Referring expression pointing data:
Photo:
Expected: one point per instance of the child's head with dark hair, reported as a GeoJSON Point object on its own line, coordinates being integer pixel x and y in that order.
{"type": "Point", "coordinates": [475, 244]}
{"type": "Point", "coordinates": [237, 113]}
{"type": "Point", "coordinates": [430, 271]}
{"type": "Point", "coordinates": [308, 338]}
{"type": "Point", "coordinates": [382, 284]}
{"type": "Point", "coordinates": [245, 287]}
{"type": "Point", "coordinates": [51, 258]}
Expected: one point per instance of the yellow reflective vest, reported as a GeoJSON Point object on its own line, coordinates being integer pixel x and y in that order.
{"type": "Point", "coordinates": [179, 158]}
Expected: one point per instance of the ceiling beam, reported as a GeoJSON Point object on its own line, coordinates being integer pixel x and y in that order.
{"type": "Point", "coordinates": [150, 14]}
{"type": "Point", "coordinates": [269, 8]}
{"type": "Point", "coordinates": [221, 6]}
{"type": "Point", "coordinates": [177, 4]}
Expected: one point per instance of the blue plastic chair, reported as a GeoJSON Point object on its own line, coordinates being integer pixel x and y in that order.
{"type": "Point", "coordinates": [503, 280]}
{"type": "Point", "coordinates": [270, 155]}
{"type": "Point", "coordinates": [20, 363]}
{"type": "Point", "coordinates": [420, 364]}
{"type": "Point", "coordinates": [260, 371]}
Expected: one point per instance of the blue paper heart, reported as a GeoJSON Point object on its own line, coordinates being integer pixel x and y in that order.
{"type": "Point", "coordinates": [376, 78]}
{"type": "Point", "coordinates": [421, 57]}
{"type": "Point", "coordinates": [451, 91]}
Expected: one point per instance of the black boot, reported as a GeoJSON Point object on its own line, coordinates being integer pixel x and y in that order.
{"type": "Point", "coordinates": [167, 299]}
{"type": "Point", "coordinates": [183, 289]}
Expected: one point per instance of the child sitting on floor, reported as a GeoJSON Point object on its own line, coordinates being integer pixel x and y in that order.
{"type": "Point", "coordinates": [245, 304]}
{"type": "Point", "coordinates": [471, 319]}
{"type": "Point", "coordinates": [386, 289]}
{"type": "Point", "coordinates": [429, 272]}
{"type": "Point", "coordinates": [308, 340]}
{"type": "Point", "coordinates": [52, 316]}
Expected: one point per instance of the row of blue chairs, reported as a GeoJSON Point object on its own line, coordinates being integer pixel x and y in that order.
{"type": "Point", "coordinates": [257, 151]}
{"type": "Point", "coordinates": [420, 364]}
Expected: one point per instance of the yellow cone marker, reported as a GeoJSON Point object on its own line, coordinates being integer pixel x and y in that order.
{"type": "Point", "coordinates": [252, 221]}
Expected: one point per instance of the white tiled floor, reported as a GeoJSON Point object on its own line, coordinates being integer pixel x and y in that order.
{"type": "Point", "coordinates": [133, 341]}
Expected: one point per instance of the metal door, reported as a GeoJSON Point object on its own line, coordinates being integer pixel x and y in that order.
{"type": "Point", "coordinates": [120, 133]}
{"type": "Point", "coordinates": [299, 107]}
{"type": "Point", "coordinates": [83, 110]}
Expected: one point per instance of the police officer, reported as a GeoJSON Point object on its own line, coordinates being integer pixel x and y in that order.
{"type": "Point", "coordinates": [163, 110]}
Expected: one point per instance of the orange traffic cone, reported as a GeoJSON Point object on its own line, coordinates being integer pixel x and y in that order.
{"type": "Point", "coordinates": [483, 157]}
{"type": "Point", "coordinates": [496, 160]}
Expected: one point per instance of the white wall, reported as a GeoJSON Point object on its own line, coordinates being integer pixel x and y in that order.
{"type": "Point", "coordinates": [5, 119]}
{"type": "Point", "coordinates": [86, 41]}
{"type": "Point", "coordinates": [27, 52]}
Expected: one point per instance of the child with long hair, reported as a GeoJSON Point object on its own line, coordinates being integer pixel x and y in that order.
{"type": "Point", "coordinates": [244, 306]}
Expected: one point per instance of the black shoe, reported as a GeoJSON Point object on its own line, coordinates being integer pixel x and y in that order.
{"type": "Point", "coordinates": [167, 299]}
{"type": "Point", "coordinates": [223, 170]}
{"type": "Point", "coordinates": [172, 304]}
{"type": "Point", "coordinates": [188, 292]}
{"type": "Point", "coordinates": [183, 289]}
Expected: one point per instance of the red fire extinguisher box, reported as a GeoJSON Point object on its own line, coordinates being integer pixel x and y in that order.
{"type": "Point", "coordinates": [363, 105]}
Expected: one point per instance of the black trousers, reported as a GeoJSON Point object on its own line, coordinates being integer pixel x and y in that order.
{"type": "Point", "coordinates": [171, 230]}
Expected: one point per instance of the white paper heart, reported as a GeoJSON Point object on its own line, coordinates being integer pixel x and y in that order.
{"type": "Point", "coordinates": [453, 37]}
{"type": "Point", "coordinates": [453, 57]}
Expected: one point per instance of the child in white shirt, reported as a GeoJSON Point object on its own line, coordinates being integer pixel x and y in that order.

Problem description. Copy the records above. Keep every word as it is.

Output.
Photo:
Expected: one point per instance of the child's head with dark hair, reported as a GeoJSON Point object on its own line, coordinates being integer pixel x and y in that order.
{"type": "Point", "coordinates": [475, 244]}
{"type": "Point", "coordinates": [237, 113]}
{"type": "Point", "coordinates": [430, 271]}
{"type": "Point", "coordinates": [308, 338]}
{"type": "Point", "coordinates": [382, 284]}
{"type": "Point", "coordinates": [245, 287]}
{"type": "Point", "coordinates": [51, 258]}
Expected: one point per instance of the yellow reflective vest, reported as a GeoJSON Point object on its own line, coordinates being integer pixel x and y in that order.
{"type": "Point", "coordinates": [179, 158]}
Expected: one point per instance of the ceiling beam, reported as a GeoJSON Point object on its own line, coordinates being integer pixel x and y in that order.
{"type": "Point", "coordinates": [150, 14]}
{"type": "Point", "coordinates": [269, 8]}
{"type": "Point", "coordinates": [221, 6]}
{"type": "Point", "coordinates": [177, 4]}
Expected: one point per instance of the blue plastic chair, reported as a GeoJSON Point object on its own line, coordinates being integer pixel x and y in that order.
{"type": "Point", "coordinates": [503, 280]}
{"type": "Point", "coordinates": [270, 155]}
{"type": "Point", "coordinates": [20, 363]}
{"type": "Point", "coordinates": [420, 364]}
{"type": "Point", "coordinates": [260, 371]}
Expected: one point per instance of the blue paper heart, reported as a GeoJSON Point object on its own line, coordinates being integer pixel x and y in that order.
{"type": "Point", "coordinates": [376, 78]}
{"type": "Point", "coordinates": [421, 57]}
{"type": "Point", "coordinates": [451, 91]}
Expected: one point per instance of the black boot, reported as a GeoJSON Point object on its own line, coordinates being integer pixel x and y in that order.
{"type": "Point", "coordinates": [167, 299]}
{"type": "Point", "coordinates": [183, 289]}
Expected: one point per instance of the child sitting on floor, reported as a GeoJSON Point object on its own line, coordinates being integer pixel x and y in that order.
{"type": "Point", "coordinates": [245, 304]}
{"type": "Point", "coordinates": [471, 319]}
{"type": "Point", "coordinates": [386, 289]}
{"type": "Point", "coordinates": [429, 272]}
{"type": "Point", "coordinates": [308, 340]}
{"type": "Point", "coordinates": [52, 316]}
Expected: one point per instance of the row of blue chairs, reported as a GeoJSON Point object on its own line, coordinates being integer pixel x and y in that order.
{"type": "Point", "coordinates": [257, 151]}
{"type": "Point", "coordinates": [420, 364]}
Expected: one point per instance of the yellow cone marker, reported as a GeoJSON Point object on its own line, coordinates being integer pixel x and y in that order.
{"type": "Point", "coordinates": [252, 221]}
Expected: one point per instance of the white tiled floor, reported as a GeoJSON Point object on its own line, coordinates being integer pixel x and y in that order.
{"type": "Point", "coordinates": [133, 341]}
Expected: one point per instance of the metal door, reported as a GeoJSON Point object on its own line, coordinates being integer pixel x and y in that order.
{"type": "Point", "coordinates": [120, 133]}
{"type": "Point", "coordinates": [299, 107]}
{"type": "Point", "coordinates": [83, 110]}
Expected: one point per instance of the police officer, reported as a GeoJSON Point object on its own line, coordinates being integer pixel x and y in that order.
{"type": "Point", "coordinates": [163, 110]}
Expected: one point per instance of the orange traffic cone, reported as a GeoJSON Point object on its own line, coordinates being integer pixel x and y in that order.
{"type": "Point", "coordinates": [483, 157]}
{"type": "Point", "coordinates": [496, 160]}
Expected: one point per instance of the white wall, reported as a GeoJSON Point object on its own line, coordinates being integer pixel x and y in that order.
{"type": "Point", "coordinates": [5, 119]}
{"type": "Point", "coordinates": [86, 41]}
{"type": "Point", "coordinates": [27, 52]}
Expected: one point per instance of the child with long hair, reported as a GeoJSON Point object on its own line, coordinates being integer pixel x and y in that order.
{"type": "Point", "coordinates": [244, 306]}
Expected: one point per instance of the black shoe, reported as a GeoJSON Point object on its own line, coordinates being integer pixel x and y in that order.
{"type": "Point", "coordinates": [167, 299]}
{"type": "Point", "coordinates": [223, 170]}
{"type": "Point", "coordinates": [172, 304]}
{"type": "Point", "coordinates": [188, 292]}
{"type": "Point", "coordinates": [183, 289]}
Expected: one point per instance of the red fire extinguisher box, reported as a GeoJSON Point object on its own line, coordinates being integer pixel x and y in that order.
{"type": "Point", "coordinates": [363, 105]}
Expected: one point per instance of the black trousers, reported as a GeoJSON Point object on its own line, coordinates being integer pixel x and y in that order.
{"type": "Point", "coordinates": [171, 230]}
Expected: one point per instance of the white paper heart, reported as a GeoJSON Point object on its own line, coordinates being integer pixel x and y in that order.
{"type": "Point", "coordinates": [453, 37]}
{"type": "Point", "coordinates": [453, 57]}
Expected: one point per instance of the child in white shirt, reported as a GeoJSON Point object on its own line, coordinates being integer pixel x and y in that order.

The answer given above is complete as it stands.